> **Exercise goal**: Quote verbatim every line from the one containing "locating the frozzys" through the final line, inclusive.

> **Data extract**:
# # #
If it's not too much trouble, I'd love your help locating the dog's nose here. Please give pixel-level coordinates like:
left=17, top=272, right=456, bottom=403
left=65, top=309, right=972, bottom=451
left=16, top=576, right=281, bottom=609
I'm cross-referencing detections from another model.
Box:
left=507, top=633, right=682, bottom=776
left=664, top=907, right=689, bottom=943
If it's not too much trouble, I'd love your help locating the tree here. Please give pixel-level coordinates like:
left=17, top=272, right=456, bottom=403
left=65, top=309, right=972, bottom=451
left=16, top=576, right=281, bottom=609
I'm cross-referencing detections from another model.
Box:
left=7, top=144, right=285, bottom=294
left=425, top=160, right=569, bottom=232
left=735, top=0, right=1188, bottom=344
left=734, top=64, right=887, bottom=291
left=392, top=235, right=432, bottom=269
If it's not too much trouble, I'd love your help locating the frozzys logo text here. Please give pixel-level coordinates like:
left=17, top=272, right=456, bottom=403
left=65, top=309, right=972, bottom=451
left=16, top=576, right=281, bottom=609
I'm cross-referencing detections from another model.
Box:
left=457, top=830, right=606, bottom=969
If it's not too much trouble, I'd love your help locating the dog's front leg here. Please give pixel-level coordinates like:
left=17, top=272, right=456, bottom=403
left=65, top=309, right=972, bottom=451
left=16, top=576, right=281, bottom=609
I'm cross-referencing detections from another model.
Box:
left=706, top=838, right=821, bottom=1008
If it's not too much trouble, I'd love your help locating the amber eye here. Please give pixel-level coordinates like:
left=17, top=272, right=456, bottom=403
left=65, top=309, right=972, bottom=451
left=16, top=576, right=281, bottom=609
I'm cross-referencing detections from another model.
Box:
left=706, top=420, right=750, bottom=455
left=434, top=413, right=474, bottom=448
# # #
> **Worked answer**:
If it's not too much trouble, I'd love your help locating the frozzys logo text here. Please give pixel-level coordinates like:
left=17, top=272, right=456, bottom=403
left=65, top=309, right=972, bottom=451
left=16, top=576, right=281, bottom=609
I'm cross-referencing detections from another model.
Box:
left=457, top=830, right=606, bottom=969
If it's not too much trouble, I'd love your help locating the dog's front leg here. Please give pixel-level coordinates like:
left=17, top=272, right=456, bottom=403
left=65, top=309, right=972, bottom=451
left=16, top=576, right=281, bottom=609
I'm cross-referencing detections from another model.
Box:
left=706, top=838, right=821, bottom=1008
If it's not too much trouble, I'd love your help locating the amber eye here. Please give pixel-level coordinates like:
left=17, top=272, right=456, bottom=403
left=65, top=309, right=972, bottom=451
left=16, top=576, right=281, bottom=609
I'm cross-referencing detections from another model.
Box:
left=706, top=420, right=750, bottom=455
left=434, top=413, right=474, bottom=448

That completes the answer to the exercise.